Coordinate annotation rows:
☆ ☆ ☆ ☆ ☆

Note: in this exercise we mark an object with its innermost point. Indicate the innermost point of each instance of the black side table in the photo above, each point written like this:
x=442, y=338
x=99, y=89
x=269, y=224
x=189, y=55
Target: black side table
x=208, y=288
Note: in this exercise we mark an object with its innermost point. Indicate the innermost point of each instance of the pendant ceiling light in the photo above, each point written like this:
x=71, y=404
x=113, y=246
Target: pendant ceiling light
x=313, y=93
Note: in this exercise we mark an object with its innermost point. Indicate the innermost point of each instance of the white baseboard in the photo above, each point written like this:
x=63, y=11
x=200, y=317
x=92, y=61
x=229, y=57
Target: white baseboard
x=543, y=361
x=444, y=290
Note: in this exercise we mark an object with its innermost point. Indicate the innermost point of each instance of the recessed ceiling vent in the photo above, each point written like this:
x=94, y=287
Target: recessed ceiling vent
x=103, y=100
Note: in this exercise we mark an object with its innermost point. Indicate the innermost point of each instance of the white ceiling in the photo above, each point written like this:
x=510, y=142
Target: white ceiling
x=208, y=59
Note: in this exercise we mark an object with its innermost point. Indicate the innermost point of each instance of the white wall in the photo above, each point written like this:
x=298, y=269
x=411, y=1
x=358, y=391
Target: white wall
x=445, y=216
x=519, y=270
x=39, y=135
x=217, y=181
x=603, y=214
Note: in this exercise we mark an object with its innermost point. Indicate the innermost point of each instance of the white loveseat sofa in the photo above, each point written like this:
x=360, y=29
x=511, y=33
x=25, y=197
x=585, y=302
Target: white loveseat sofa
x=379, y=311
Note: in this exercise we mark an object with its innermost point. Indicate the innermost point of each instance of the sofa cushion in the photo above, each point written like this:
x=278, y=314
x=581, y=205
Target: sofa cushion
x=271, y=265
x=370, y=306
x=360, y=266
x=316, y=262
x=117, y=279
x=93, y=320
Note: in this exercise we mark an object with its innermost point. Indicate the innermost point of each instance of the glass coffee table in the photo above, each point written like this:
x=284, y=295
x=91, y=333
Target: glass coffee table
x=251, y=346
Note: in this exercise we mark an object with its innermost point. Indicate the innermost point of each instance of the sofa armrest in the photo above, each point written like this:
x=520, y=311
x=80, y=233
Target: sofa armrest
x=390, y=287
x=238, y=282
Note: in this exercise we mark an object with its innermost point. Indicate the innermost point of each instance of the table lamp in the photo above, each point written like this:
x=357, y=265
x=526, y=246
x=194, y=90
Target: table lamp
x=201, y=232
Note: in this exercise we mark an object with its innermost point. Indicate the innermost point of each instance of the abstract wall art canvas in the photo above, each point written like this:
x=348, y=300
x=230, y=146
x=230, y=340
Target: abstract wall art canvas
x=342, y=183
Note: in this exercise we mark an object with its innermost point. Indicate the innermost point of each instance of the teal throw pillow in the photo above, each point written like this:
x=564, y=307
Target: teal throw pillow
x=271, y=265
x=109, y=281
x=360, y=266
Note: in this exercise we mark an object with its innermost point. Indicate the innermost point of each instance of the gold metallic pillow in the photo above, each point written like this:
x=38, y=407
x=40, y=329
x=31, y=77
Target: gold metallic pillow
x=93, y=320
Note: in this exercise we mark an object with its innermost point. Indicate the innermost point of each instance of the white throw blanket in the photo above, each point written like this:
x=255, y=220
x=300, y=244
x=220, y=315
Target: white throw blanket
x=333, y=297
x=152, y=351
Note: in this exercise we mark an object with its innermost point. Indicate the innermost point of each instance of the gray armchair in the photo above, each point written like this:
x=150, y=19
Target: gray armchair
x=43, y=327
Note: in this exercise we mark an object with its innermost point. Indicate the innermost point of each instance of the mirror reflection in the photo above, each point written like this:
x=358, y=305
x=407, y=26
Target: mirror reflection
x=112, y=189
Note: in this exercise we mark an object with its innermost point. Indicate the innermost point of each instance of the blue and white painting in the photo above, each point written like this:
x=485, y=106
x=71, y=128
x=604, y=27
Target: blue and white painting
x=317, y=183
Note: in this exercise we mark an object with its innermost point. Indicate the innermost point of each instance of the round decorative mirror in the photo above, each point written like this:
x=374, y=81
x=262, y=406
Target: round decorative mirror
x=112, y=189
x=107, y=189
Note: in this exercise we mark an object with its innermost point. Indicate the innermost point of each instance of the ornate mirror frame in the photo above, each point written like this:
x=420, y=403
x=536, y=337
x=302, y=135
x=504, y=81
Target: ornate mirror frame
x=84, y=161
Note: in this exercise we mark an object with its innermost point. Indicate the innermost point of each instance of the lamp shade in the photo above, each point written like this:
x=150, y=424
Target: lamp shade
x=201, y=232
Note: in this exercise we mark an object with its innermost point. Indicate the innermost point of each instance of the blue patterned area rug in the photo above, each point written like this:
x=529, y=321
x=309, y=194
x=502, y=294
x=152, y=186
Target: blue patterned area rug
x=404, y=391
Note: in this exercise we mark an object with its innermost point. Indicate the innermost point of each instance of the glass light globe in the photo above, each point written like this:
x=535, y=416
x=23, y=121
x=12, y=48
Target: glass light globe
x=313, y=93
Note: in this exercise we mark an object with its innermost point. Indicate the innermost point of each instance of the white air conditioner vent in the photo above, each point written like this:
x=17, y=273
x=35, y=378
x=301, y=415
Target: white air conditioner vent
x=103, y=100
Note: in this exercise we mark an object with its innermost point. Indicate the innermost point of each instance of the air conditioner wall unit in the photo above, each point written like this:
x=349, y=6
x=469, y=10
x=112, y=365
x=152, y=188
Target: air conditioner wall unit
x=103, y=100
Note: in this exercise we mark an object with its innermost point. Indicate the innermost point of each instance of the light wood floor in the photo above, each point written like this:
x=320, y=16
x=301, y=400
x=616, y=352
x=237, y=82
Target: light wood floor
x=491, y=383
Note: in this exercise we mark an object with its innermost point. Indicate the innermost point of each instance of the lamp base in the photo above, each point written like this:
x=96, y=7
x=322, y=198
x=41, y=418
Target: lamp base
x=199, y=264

☆ ☆ ☆ ☆ ☆

Put the lines into a Markdown table with the columns "No." and "Text", leaving out any blank lines. Begin at the line that has "of the pendant" and stop after the line that has "x=444, y=290".

Task output:
| No. | Text |
|---|---|
| 1 | Note: in this exercise we mark an object with its innermost point. Indicate the innermost point of each instance of the pendant ceiling light in the photo above, each point written like this: |
| 2 | x=71, y=404 |
| 3 | x=113, y=246 |
| 4 | Target: pendant ceiling light |
| 5 | x=313, y=93 |
| 6 | Note: in this exercise we mark an object with its innermost point. Indicate the innermost point of each instance of the white baseboard in the photo above, each point written like this: |
| 7 | x=63, y=11 |
| 8 | x=200, y=317 |
| 9 | x=92, y=61 |
| 10 | x=229, y=57 |
| 11 | Target: white baseboard |
| 12 | x=543, y=361 |
| 13 | x=444, y=290 |